> _STATED GOAL 1_:
Recast the entries, from the first line of the entries up to and including the line with "(1054, 707)", as a Markdown table with columns Row and Line, leaving out any blank lines.
=== QUOTED TEXT ===
Use NIK Color Efex Pro 4 and Silver Efex Pro 2 Together to Create Fabulous Landscapes!
I love this Hawaiian image of the wonderful wooden boats that run between the different stopping points along the one mile walkway at the Hilton Waikoloa Village resort. These boats are an absolutely great way to move about – and a great way to meet other people!
I tried a new technique to process all the landscape blog images that was learned from another of Nik’s great webinars! The first example in “Integrating the Complete Collection Workflow to Create the Dynamic Image” by Dan Hughes was used to create all these great effects. It does require that you own both Nik Photoshop plug-ins, Silver Efex Pro 2 and Color Efex Pro 4.
Here is the basic workflow.
1. First adjust the image in Lightroom or Adobe Camera Raw and bring it into Photoshop – clean up any problem areas and noise.
2. Go into Nik Silver Efex Pro 2 – this image used the High Structure (Harsh) preset, which seems to be a good starting place on most images tried (and Dan Hughes started with this one). Go to the Color Filter section and set the Color and Color Strength slider. Adjust globally the Contrast sliders and Structure sliders. If the clouds look too sharp, which they did in this image, use a (-) Control Point on the clouds to remove some of the effect in this area. Add (+) Control Points in areas you want more Contrast or Fine Structure. The Structure sliders add texture to the image and make it appear very sharp. Exit to Photoshop and change the Layer Blend Mode to Luminosity – this is an important step!
3. Open Nik Color Efex Pro 4. Any of your favorite filters can be selected but the above image and Nik’s example used these two filters stacked: Brilliance/Warmth – use the Perceptual Saturation slider which works like the human eye sees color; and Darken/Lighten Center which acts like a vignette. Exit to Photoshop.
4. Final steps to consider are adding a High Pass filter to sharpen the image further, and adding a Curves Adjustment Layer for additional contrast. Not all images will need these steps, but both were used on the image above using a High Pass Radius set to 8.9 and a Curves Adjustment Point set to -1/2. (See the tip on the image in my Tidbits Blog “I Didn’t Know That! Curves Adjustment Layers.”)
The view of the coastline from one end of the Hilton Waikoloa Resort used the exact same workflow as above. Nik’s Viveza 2 filter was added after the other two plug-ins to even out the saturation in the brown rock wall. This could have been done in Photoshop using a Hue/Saturation Adjustment Layer with the mask filled to black – use a soft brush set to low opacity to bring in the saturation where you want it.
This is an image of the road up Mauna Kea volcano on the Big Island in Hawaii – it has a bit of a surreal feel but the wild yellow daisies were beautiful and unusual. The same basic workflow was used except that the stacked filters used in Color Efex Pro are the Detail Extractor, the Graduated Neutral Density to darken the top some, and Pro Contrast to make the yellow flowers show up more. A Hue/Saturation Adjustment Layer was targeted for just the flowers (using the same technique as on the wall above) to get the correct yellow tone. The original filters from the workflow were tried first, but the results did not look quite right to me so more experimenting had to be done until I came up with the ones used. Don’t get discouraged if you do not like the results with the filters you start with – there is always something in Color Efex Pro that will enhance even the most difficult images.
=== SOURCE MATERIAL ===
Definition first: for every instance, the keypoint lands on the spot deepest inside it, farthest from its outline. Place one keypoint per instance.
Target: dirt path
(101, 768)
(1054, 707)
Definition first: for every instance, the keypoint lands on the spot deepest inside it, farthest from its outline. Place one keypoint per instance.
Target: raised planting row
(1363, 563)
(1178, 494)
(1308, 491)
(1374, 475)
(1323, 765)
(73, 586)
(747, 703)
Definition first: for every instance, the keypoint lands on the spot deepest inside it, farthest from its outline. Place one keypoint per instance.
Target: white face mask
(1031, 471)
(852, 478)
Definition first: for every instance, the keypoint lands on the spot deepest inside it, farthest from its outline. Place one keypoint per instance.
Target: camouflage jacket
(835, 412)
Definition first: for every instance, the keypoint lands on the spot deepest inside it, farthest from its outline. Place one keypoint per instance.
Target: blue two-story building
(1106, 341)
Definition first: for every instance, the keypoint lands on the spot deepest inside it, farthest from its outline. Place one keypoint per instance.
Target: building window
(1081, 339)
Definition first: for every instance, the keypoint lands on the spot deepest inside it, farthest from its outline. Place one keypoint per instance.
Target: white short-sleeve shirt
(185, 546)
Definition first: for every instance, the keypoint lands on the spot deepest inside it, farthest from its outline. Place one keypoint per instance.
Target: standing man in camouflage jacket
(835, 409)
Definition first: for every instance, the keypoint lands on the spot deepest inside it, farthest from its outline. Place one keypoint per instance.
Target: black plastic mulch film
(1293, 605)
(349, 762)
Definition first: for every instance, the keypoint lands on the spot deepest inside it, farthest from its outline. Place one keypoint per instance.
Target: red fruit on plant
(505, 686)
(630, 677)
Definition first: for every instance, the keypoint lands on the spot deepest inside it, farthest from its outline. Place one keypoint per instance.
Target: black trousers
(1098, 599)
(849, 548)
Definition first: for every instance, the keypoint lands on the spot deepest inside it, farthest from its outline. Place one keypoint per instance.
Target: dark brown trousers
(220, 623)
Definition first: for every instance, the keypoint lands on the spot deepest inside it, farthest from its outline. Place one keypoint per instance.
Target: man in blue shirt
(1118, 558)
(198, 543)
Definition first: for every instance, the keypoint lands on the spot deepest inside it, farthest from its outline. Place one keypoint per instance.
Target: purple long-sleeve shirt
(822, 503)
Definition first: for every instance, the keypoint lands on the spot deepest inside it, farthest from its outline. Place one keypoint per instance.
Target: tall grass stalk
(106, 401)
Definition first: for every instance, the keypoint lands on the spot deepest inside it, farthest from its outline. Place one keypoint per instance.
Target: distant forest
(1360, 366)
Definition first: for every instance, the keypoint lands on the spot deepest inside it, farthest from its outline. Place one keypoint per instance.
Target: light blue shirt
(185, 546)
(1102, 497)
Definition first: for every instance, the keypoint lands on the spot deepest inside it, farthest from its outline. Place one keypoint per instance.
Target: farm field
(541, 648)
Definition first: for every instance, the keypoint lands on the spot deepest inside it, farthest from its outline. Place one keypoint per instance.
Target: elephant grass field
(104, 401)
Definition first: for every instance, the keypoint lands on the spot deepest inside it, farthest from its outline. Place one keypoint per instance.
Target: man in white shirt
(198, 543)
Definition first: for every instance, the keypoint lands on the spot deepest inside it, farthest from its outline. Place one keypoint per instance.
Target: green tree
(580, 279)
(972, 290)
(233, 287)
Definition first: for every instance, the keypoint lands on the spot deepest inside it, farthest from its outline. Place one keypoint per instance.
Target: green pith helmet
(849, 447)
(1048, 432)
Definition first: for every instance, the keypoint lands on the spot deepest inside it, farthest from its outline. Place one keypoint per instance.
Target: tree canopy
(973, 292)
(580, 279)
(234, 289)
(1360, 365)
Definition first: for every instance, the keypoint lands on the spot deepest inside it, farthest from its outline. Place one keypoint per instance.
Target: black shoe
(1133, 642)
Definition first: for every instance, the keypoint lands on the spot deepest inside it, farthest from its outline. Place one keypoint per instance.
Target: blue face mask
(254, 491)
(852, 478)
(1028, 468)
===
> _STATED GOAL 2_:
Reproduce the passage of the Nik plug-in post from "Use NIK Color" up to and including "meet other people!".

> _WORKED SOLUTION 1_:
| Row | Line |
|---|---|
| 1 | Definition first: for every instance, the keypoint lands on the spot deepest inside it, farthest from its outline. Place one keypoint per instance. |
| 2 | Target: dirt path |
| 3 | (101, 768) |
| 4 | (1054, 707) |

> _WORKED SOLUTION 2_:
Use NIK Color Efex Pro 4 and Silver Efex Pro 2 Together to Create Fabulous Landscapes!
I love this Hawaiian image of the wonderful wooden boats that run between the different stopping points along the one mile walkway at the Hilton Waikoloa Village resort. These boats are an absolutely great way to move about – and a great way to meet other people!